[begin EXCERPTED RECORDS]

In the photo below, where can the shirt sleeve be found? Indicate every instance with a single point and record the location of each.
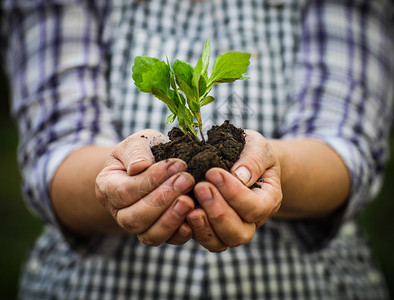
(56, 61)
(342, 94)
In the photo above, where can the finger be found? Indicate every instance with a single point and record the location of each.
(256, 156)
(204, 233)
(168, 223)
(135, 153)
(123, 190)
(252, 205)
(138, 217)
(225, 221)
(182, 235)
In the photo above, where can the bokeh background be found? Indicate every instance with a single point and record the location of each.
(19, 228)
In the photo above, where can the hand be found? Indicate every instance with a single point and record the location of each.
(231, 211)
(146, 198)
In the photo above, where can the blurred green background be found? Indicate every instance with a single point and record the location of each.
(19, 229)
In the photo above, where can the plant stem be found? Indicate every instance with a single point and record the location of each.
(197, 115)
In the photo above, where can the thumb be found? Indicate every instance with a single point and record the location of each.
(135, 153)
(256, 156)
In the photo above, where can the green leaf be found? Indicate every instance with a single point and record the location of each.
(170, 119)
(184, 75)
(140, 66)
(207, 100)
(170, 99)
(229, 67)
(156, 75)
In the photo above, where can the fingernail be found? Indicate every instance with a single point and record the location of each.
(243, 174)
(181, 208)
(198, 222)
(204, 195)
(216, 178)
(136, 161)
(176, 167)
(182, 183)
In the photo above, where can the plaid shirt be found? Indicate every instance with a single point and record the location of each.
(319, 69)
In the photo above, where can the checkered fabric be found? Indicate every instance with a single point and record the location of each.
(319, 69)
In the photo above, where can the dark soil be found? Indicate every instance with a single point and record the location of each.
(222, 149)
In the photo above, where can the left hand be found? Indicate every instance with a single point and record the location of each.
(230, 211)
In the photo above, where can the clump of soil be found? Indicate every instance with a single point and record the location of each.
(222, 149)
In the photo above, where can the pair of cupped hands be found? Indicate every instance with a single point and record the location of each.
(149, 199)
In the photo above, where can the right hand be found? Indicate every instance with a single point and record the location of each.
(146, 198)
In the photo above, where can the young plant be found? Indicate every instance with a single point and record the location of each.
(181, 84)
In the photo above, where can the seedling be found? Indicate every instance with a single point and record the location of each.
(181, 84)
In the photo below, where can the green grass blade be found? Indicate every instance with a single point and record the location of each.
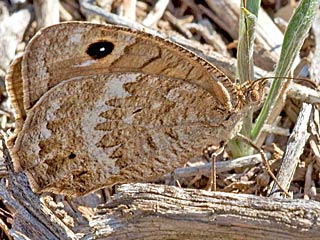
(295, 34)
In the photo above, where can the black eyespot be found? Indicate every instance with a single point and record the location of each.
(99, 50)
(71, 156)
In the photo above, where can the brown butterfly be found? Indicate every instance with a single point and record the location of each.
(97, 105)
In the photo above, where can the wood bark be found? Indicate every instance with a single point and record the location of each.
(147, 211)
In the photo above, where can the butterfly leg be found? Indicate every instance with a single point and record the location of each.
(212, 153)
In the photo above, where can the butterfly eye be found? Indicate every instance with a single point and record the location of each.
(99, 50)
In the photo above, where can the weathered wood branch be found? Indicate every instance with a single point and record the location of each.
(146, 211)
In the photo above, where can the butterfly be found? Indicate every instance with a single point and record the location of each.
(96, 105)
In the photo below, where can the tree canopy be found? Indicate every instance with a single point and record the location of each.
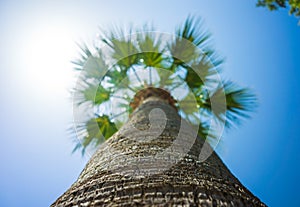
(117, 66)
(294, 5)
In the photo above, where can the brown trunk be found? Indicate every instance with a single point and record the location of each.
(155, 161)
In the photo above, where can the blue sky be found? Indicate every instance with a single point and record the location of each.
(262, 51)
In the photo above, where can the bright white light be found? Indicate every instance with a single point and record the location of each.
(48, 52)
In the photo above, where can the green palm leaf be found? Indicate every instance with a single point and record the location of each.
(239, 102)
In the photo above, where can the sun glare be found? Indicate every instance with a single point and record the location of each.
(49, 50)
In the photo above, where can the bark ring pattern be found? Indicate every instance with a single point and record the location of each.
(80, 114)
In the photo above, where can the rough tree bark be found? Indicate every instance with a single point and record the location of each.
(146, 164)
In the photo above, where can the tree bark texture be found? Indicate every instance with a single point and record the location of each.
(153, 160)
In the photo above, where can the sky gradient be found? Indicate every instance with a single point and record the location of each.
(262, 51)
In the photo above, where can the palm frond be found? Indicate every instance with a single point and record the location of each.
(238, 103)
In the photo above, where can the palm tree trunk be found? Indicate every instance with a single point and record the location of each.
(154, 160)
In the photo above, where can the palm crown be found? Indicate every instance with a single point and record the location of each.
(184, 64)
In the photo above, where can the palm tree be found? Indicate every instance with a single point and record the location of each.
(158, 110)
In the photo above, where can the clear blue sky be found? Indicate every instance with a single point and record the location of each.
(262, 50)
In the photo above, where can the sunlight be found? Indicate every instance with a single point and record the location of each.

[end EXCERPTED RECORDS]

INSTRUCTION:
Reproduce the records verbatim, omitting all images they contain.

WRITTEN REPLY:
In the photo below, where can the shirt sleeve be found? Indicate every instance with a single point and record the location of each.
(56, 61)
(342, 94)
In the photo above, where can the finger be found? Indicate every instance with a single point and record the location of each.
(256, 156)
(204, 233)
(168, 223)
(135, 153)
(123, 190)
(252, 205)
(138, 217)
(225, 221)
(182, 235)
In the photo above, where can the bokeh background be found? Indicate every instance with a single point and record the location of each.
(19, 228)
In the photo above, where can the hand be found? Indicate every instance with a single point and record the location of each.
(231, 211)
(146, 198)
In the photo above, where can the blurred green background be found? Indicate every instance with a single point and record the location of each.
(19, 229)
In the photo above, where can the plant stem be found? Indicate every instance with a single point and record the location of each.
(197, 115)
In the photo above, where can the thumb be found? Indicate every instance with a single point and record the location of each.
(135, 153)
(256, 156)
In the photo above, where can the green leaf be found? Indicate every instance with a single point and record the location of each.
(170, 119)
(184, 75)
(140, 66)
(207, 100)
(170, 99)
(229, 67)
(156, 75)
In the photo above, where can the fingernail be found? Indicate every instance with a single point and record the location of each.
(243, 174)
(181, 208)
(198, 222)
(204, 195)
(216, 178)
(136, 161)
(176, 167)
(182, 183)
In the photo above, where can the plaid shirt be found? Indicate every instance with a single point and record the location of each.
(319, 69)
In the photo above, where can the checkered fabric be found? Indicate every instance with a single point and record the location of each.
(319, 69)
In the photo above, where can the dark soil be found? Indicate every instance with a single point and record the location of each.
(222, 149)
In the photo above, where can the left hand be found? Indicate every instance with a single point and record the location of each.
(230, 211)
In the photo above, where can the clump of soil be found? Indicate every instance with a single point and record the location of each.
(222, 149)
In the photo above, where can the pair of cupped hands be found? Indicate every instance with a single point and record the location of each.
(149, 199)
In the photo above, where can the right hand be found? Indicate every instance with a single point and record the location of each.
(146, 198)
In the photo above, where can the young plant be found? Indicate every instance with a single point and record the location of each.
(181, 84)
In the photo above, where can the seedling be found? Indicate every instance with a single point and record the location of each.
(181, 84)
In the photo below, where can the green grass blade be found? Indicate every instance with a single point and record the location of each.
(295, 34)
In the photo above, where can the black eyespot be found? Indicate every instance with a single point and record the location of each.
(99, 50)
(71, 156)
In the photo above, where can the brown butterfly be found? Indicate every instance with a single point and record the location of each.
(97, 105)
In the photo above, where can the wood bark be found? Indicate every instance with a single point and record the location of each.
(147, 211)
In the photo above, where can the butterfly leg be found? Indicate every instance with a single point and record the location of each.
(212, 153)
In the photo above, where can the butterfly eye be found? Indicate every instance with a single point and record the location of each.
(99, 50)
In the photo above, where can the weathered wood branch be found? Indicate every instance with a single point and record the location of each.
(146, 211)
In the photo above, where can the butterfly be found? Indicate every instance with a single point and record the location of each.
(96, 105)
In the photo below, where can the tree canopy be found? Indicate every instance with a single point and record the location of each.
(117, 66)
(294, 5)
In the photo above, where can the brown trunk be found? Indicate every instance with a single point and record the location of each.
(155, 161)
In the photo above, where can the blue sky be found? Indicate every instance with a single point and record the location of each.
(262, 51)
In the photo above, where can the bright white light be found? Indicate every instance with a single point and record the location of each.
(48, 52)
In the photo above, where can the green palm leaf be found? Indicate every instance with a single point and record the location of each.
(239, 102)
In the photo above, where can the sun glare be found? Indicate every instance with a single point and record the location of each.
(49, 50)
In the photo above, where can the bark ring pattern be found? Indicate every instance with a single point and record the location of each.
(80, 114)
In the photo above, where can the rough tree bark be found? Indicate every instance with a single point and record the location of each.
(146, 164)
In the photo above, where can the tree bark texture be found? Indicate every instance with a single point and record the location of each.
(153, 160)
In the photo above, where can the sky gradient be found? Indicate every instance with a single point and record the location of each.
(262, 51)
In the photo above, where can the palm frond be found? Indicate every instance with a single point and record the location of each.
(238, 103)
In the photo above, where can the palm tree trunk be found? Indicate every instance with a single point and record the location of each.
(154, 160)
In the photo above, where can the palm crown be found? Indicate every instance with a single point and record the location of each.
(184, 64)
In the photo above, where can the palm tree be found? Indicate every instance with a single point and record the location of each.
(158, 110)
In the photo above, where can the clear blue sky be found? Indicate every instance with a single point and record the location of each.
(262, 50)
In the photo above, where can the sunlight be found? Indicate every instance with a single point and record the location of each.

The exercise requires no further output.